[Entries from a point labeling set]
---
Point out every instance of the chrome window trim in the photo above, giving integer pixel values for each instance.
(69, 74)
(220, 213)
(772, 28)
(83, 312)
---
**Exercise directions:** Please arrange every line of the entries above as a Markdown table with two columns, Row and Line. Number the rows in order and leave out any blank lines.

**Solution:**
| Row | Line |
|---|---|
| 1 | Point out every instance of the chrome window trim in the photo above, giving integer pixel values for each instance. |
| 2 | (69, 74) |
| 3 | (220, 213) |
| 4 | (772, 28) |
| 5 | (83, 312) |